Given exercise: Turn the records below into a numbered list with one item per line, skipping blank lines and leaving out the pictures.

•••

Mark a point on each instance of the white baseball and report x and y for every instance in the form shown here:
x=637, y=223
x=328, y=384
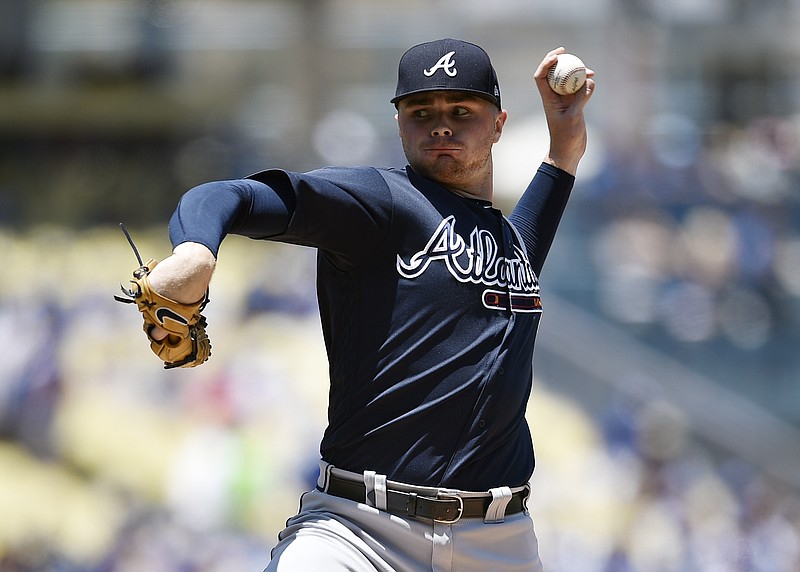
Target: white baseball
x=567, y=75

•••

Response below:
1. Mark a point on each instance of the white baseball and report x and y for every instance in the form shown here:
2. x=637, y=223
3. x=328, y=384
4. Target: white baseball
5. x=567, y=75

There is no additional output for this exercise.